Start Text segment

The economics profession in the U.S. today is mostly involved in research and education that broadly investigates “market failures” or is directly engaged in public action regulation, tax, expenditure and off budget guarantees – to manage industries and the macro-economy purportedly in the public interest. This is the opposite of laissez faire economics, political advice to a 17th century French minister to “let it be” later developed into an economic theory by the 18th century philosopher Adam Smith and popularized by 20TH century economist Milton Friedman, a libertarian and cofounder of FFE (and my advisor, twice removed). How and to what end did the economics profession evolve from a philosophy of leaving economic decisions to individuals in the marketplace with few exceptions to public economic management of the United States and global economy?

From Individual to Collective Economic Decision-making

Benjamin Franklin, considered the leading intellectual and inventor of the 18th century whose inventions are still in use today, admitted to Harvard at age 12, but instead indentured to his brother’s tannery, advised

“Tell me and I forget, teach me and I may remember, involve me and I learn”

That’s his rendering of a Confucian saying dating back thousands of years. Taleb, a Wall Street trader prior to his writing and academic career, echoes Franklin’s emphasis on direct experience, arguing that capitalism isn’t an ideology or system but a set of mutually agreeable arrangements worked out over the centuries through trial and error by market participants who bear the full consequences of their decisions.

Exiting the Constitutional Convention, Franklin, a great political theorist, when asked whether the Constitution had created a monarchy or republic replied

“a republic, if you can keep it.”

Taleb argues that if given the choice Franklin would have more accurately described the Constitution as a federation with powers over economic activity limited to promoting free trade among states. But these limits were lost more than a century later when progressive President Woodrow Wilson first created the Federal Reserve System then used entry into the war to “make the world safe for democracy” as the means to create the “modern state” managed on scientific economic principles. A half century later, focusing on the “principal agent” problem of the modern corporation run by managers who had no “skin in the game” John Kenneth Galbraith in The New Industrial State (1967) argued for public management by an intellectual elite, replacing business experience with academic success.

End Text segment

* Exercise 1 *
Answer these questions about the passage on the economics profession:
(a) Which 20th century economist popularized laissez faire economics?
(b) At what age was Benjamin Franklin admitted to Harvard?
(c) In what year did John Kenneth Galbraith's The New Industrial State appear?

Start Material shown

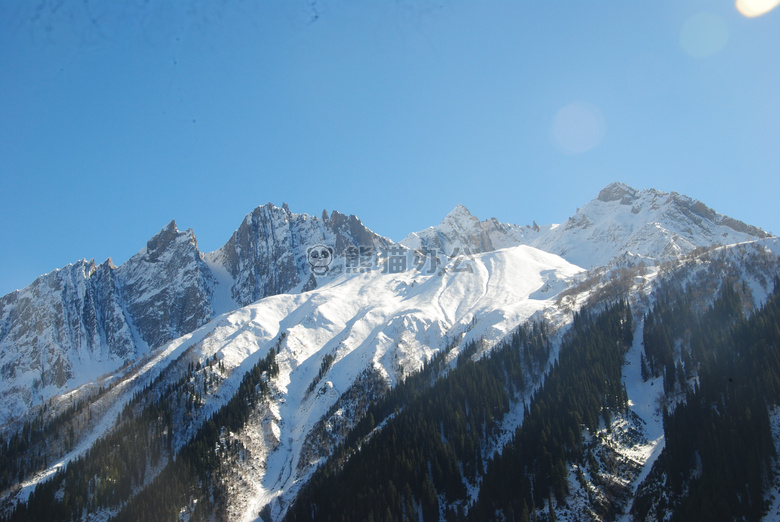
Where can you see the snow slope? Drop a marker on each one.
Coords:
(390, 322)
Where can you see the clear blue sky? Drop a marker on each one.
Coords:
(116, 117)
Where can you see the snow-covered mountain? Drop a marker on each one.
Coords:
(259, 359)
(85, 320)
(651, 224)
(621, 222)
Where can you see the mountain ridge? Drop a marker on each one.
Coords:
(290, 374)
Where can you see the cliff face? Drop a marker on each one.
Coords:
(267, 255)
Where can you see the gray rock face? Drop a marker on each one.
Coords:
(75, 324)
(644, 224)
(462, 233)
(267, 255)
(621, 222)
(167, 287)
(67, 326)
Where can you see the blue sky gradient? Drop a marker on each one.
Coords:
(116, 117)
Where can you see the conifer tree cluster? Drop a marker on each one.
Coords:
(719, 449)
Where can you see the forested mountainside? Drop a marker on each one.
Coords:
(491, 381)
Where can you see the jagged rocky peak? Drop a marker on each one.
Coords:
(618, 192)
(460, 215)
(267, 254)
(461, 232)
(647, 224)
(166, 237)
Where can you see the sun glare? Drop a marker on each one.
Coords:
(754, 8)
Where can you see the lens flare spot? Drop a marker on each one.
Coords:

End Material shown

* Exercise 2 *
Put the stretch of the records from the line containing "Where can you see the sun" through the end of the records into a JSON list of strings, one string per line, with blank lines left out.

* Output 1 *
(a) Milton Friedman
(b) 12
(c) 1967

* Output 2 *
[
  "Where can you see the sun glare? Drop a marker on each one.",
  "Coords:",
  "(754, 8)",
  "Where can you see the lens flare spot? Drop a marker on each one.",
  "Coords:"
]